====== MATERIAL SHOWN

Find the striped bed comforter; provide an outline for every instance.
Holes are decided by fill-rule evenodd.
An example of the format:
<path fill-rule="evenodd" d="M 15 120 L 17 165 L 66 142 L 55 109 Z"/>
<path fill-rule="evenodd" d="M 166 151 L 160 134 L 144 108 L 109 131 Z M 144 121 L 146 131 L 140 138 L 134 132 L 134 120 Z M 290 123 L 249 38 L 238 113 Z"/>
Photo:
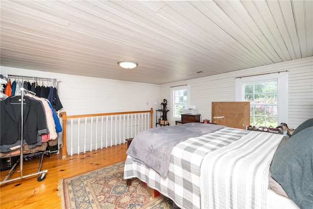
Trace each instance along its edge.
<path fill-rule="evenodd" d="M 251 132 L 206 155 L 201 208 L 266 208 L 269 165 L 283 137 Z"/>
<path fill-rule="evenodd" d="M 266 197 L 268 167 L 282 137 L 224 128 L 177 144 L 171 152 L 166 178 L 128 156 L 124 179 L 139 178 L 181 209 L 258 208 L 259 202 L 265 204 L 264 198 L 259 200 L 259 196 Z M 257 151 L 253 151 L 254 148 Z M 246 160 L 245 155 L 248 156 Z M 224 161 L 220 161 L 222 159 Z M 235 166 L 231 164 L 234 162 Z M 256 170 L 253 168 L 255 164 Z M 254 186 L 256 183 L 260 185 Z M 230 188 L 230 185 L 232 185 Z M 264 191 L 260 195 L 261 190 Z"/>

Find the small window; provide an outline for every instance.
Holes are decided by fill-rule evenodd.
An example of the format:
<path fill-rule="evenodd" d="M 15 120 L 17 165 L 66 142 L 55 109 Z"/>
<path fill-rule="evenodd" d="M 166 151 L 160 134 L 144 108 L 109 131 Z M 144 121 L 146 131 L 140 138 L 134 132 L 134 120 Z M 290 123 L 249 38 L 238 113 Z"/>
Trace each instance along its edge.
<path fill-rule="evenodd" d="M 182 109 L 187 108 L 189 104 L 189 85 L 184 85 L 172 87 L 171 94 L 173 99 L 173 117 L 175 119 L 180 118 L 182 114 Z"/>

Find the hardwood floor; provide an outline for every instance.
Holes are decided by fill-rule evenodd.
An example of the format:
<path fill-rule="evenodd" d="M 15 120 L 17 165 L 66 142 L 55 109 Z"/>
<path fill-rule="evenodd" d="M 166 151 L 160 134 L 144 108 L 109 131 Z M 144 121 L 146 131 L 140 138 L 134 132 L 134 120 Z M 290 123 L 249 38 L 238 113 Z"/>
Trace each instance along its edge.
<path fill-rule="evenodd" d="M 67 156 L 62 159 L 61 154 L 45 156 L 41 170 L 48 170 L 45 179 L 37 181 L 33 176 L 1 185 L 0 208 L 62 209 L 61 197 L 58 196 L 59 181 L 125 161 L 127 143 L 98 149 L 85 154 Z M 33 158 L 23 163 L 23 175 L 37 172 L 40 158 Z M 10 179 L 20 176 L 20 166 Z M 1 171 L 2 181 L 9 170 Z"/>

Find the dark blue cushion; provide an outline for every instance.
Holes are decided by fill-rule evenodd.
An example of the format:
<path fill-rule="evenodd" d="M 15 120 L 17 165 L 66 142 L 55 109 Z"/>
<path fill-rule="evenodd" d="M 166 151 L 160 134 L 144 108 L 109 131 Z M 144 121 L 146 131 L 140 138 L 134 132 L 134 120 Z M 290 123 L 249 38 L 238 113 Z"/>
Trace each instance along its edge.
<path fill-rule="evenodd" d="M 298 126 L 298 128 L 295 129 L 292 133 L 292 136 L 294 136 L 303 129 L 305 129 L 307 128 L 312 126 L 313 126 L 313 118 L 309 119 L 308 120 L 303 122 L 299 126 Z"/>
<path fill-rule="evenodd" d="M 313 127 L 292 135 L 273 159 L 272 177 L 301 209 L 313 209 Z"/>

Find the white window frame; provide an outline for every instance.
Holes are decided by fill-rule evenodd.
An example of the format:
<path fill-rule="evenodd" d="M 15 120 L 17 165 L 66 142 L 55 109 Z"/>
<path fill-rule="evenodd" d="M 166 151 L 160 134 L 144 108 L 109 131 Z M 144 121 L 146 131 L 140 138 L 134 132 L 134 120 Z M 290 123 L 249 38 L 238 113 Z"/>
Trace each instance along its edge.
<path fill-rule="evenodd" d="M 288 73 L 269 73 L 236 79 L 236 101 L 244 101 L 244 84 L 277 81 L 277 121 L 288 123 Z"/>
<path fill-rule="evenodd" d="M 173 110 L 172 113 L 171 114 L 173 120 L 180 120 L 181 116 L 179 117 L 175 117 L 175 99 L 174 98 L 174 91 L 176 90 L 181 90 L 186 89 L 187 90 L 187 106 L 190 106 L 190 85 L 184 85 L 181 86 L 178 86 L 175 87 L 171 87 L 171 98 L 172 98 L 171 108 Z"/>

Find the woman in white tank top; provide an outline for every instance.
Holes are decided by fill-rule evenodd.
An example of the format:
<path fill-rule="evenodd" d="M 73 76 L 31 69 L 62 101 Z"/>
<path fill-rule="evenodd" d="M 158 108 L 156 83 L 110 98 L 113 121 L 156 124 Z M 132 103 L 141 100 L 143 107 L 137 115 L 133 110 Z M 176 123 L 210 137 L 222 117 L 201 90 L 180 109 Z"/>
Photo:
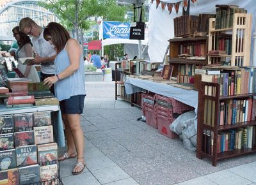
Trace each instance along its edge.
<path fill-rule="evenodd" d="M 13 35 L 19 45 L 19 48 L 16 51 L 16 59 L 32 57 L 33 48 L 29 37 L 19 30 L 19 26 L 16 26 L 12 29 Z M 25 77 L 31 78 L 32 82 L 40 82 L 37 71 L 34 66 L 23 65 L 18 60 L 18 69 Z"/>

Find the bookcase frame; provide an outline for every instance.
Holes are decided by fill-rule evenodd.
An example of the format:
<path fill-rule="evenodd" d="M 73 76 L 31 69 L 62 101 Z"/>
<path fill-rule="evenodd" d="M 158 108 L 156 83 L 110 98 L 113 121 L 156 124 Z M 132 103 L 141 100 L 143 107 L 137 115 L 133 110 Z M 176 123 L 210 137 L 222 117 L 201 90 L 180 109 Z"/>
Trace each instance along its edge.
<path fill-rule="evenodd" d="M 208 64 L 215 63 L 217 62 L 216 60 L 217 58 L 229 57 L 231 57 L 231 66 L 236 66 L 236 59 L 240 61 L 243 59 L 243 65 L 239 66 L 249 66 L 250 52 L 251 50 L 252 21 L 252 14 L 234 13 L 232 27 L 215 29 L 216 18 L 210 18 L 208 34 L 208 48 L 209 50 L 211 50 L 212 48 L 216 48 L 215 41 L 221 33 L 227 31 L 232 32 L 232 39 L 231 56 L 208 56 Z M 243 41 L 239 41 L 239 39 L 242 39 Z"/>
<path fill-rule="evenodd" d="M 215 96 L 205 95 L 205 85 L 211 87 L 212 89 L 215 89 Z M 220 96 L 220 85 L 217 83 L 200 82 L 200 88 L 198 89 L 198 121 L 197 121 L 197 138 L 196 138 L 196 158 L 202 159 L 203 157 L 209 158 L 212 161 L 212 165 L 214 166 L 217 165 L 217 161 L 224 159 L 226 158 L 233 158 L 237 156 L 241 156 L 246 154 L 256 152 L 256 146 L 253 146 L 252 149 L 234 149 L 233 151 L 226 151 L 221 153 L 217 153 L 218 147 L 218 133 L 219 131 L 228 130 L 230 129 L 245 127 L 247 126 L 255 126 L 256 121 L 246 121 L 237 122 L 234 124 L 218 125 L 220 103 L 225 100 L 239 99 L 256 96 L 256 93 L 239 94 L 229 96 Z M 209 88 L 209 87 L 208 87 Z M 209 126 L 204 122 L 205 110 L 204 105 L 205 100 L 210 100 L 215 102 L 214 114 L 213 116 L 213 126 Z M 213 107 L 212 107 L 213 108 Z M 211 113 L 212 114 L 212 113 Z M 209 130 L 213 131 L 213 148 L 212 155 L 210 155 L 202 151 L 203 146 L 203 130 Z"/>
<path fill-rule="evenodd" d="M 207 51 L 208 50 L 207 42 L 208 38 L 207 36 L 200 37 L 188 37 L 188 38 L 176 38 L 169 40 L 170 54 L 169 54 L 169 64 L 173 66 L 173 71 L 172 77 L 176 77 L 179 75 L 179 64 L 195 64 L 195 65 L 204 65 L 207 64 L 207 62 L 205 60 L 192 60 L 182 58 L 179 58 L 179 50 L 181 44 L 193 43 L 198 41 L 205 43 L 205 53 L 204 56 L 207 59 Z"/>

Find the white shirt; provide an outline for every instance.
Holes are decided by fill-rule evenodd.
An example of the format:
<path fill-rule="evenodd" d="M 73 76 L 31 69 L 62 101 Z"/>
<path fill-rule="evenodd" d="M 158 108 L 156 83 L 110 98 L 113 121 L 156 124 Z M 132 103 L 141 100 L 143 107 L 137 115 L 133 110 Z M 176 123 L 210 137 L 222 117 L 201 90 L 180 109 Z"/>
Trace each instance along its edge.
<path fill-rule="evenodd" d="M 49 57 L 56 54 L 53 45 L 44 38 L 44 31 L 42 31 L 39 36 L 32 37 L 31 42 L 34 51 L 42 57 Z M 41 71 L 45 74 L 54 74 L 55 68 L 54 62 L 42 63 Z"/>

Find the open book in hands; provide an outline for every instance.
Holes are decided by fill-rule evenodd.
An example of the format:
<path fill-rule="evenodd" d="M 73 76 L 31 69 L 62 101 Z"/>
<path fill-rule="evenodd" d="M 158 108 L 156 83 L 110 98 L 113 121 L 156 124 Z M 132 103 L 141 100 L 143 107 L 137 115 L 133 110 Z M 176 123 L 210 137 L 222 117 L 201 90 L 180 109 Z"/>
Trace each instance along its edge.
<path fill-rule="evenodd" d="M 23 65 L 32 65 L 32 62 L 34 61 L 34 57 L 24 57 L 24 58 L 19 58 L 19 61 L 23 64 Z"/>

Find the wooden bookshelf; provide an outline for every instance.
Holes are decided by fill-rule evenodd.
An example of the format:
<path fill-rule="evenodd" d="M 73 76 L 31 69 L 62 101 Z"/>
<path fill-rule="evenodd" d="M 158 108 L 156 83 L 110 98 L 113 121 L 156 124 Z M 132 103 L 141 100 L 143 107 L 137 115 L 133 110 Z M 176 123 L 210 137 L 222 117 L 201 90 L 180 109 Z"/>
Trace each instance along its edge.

============

▶ [REQUIREMENTS]: Write out the records above exactly, starting with the line containing "Find the dark" and ending with the line containing "313 127 L 292", both of those lines included.

▶ [TASK RESULT]:
Find the dark blue cushion; provide an outline for every instance.
Holes are decided by fill-rule evenodd.
An example of the format:
<path fill-rule="evenodd" d="M 15 120 L 17 165 L 66 142 L 55 109 Z"/>
<path fill-rule="evenodd" d="M 166 151 L 160 134 L 144 108 L 109 131 Z M 144 121 L 146 131 L 140 138 L 134 132 L 134 120 Z M 290 123 L 249 38 L 238 113 Z"/>
Trace each instance along its edge.
<path fill-rule="evenodd" d="M 298 126 L 298 128 L 295 129 L 292 133 L 292 136 L 294 136 L 303 129 L 305 129 L 307 128 L 312 126 L 313 126 L 313 118 L 309 119 L 308 120 L 303 122 L 299 126 Z"/>
<path fill-rule="evenodd" d="M 313 127 L 292 135 L 273 159 L 272 177 L 301 209 L 313 209 Z"/>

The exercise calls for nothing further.